◆ **To do**: Turn the part of the entries below that opens with the line containing "A colleague needs the location of the wooden" and closes with the line containing "[[216, 288, 436, 385]]" into a JSON list of strings, one per line, with both end lines included. Skip blank lines and leave the pictures out.

◆ **Input data**:
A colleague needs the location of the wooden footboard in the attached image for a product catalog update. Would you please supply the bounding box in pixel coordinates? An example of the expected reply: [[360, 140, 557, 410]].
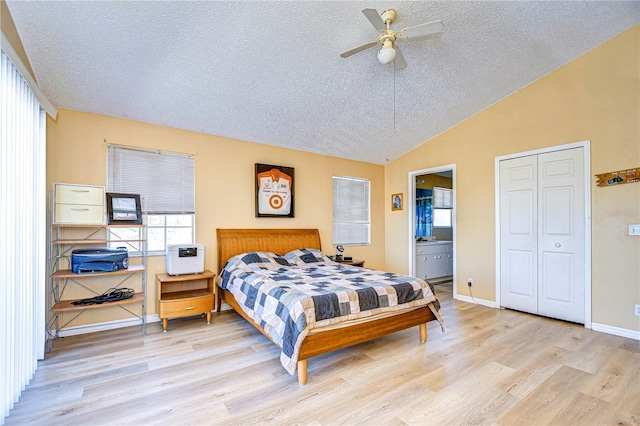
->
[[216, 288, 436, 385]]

==

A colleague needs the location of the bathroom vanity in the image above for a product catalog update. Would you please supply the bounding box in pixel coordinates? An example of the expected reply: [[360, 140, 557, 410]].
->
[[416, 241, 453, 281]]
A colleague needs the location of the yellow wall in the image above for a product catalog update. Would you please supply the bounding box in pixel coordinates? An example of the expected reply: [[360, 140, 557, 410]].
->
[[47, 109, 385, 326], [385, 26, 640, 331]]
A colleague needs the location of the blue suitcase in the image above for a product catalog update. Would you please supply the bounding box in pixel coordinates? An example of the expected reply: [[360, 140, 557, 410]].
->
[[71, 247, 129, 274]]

◆ **Response to this task**:
[
  "A colleague needs the location of the wooden footboard in the attached image for a product catalog update. Would you please supply the bounding box in pixel coordinates? An example of the expected reply: [[360, 140, 557, 410]].",
  "->",
  "[[216, 288, 436, 385]]"
]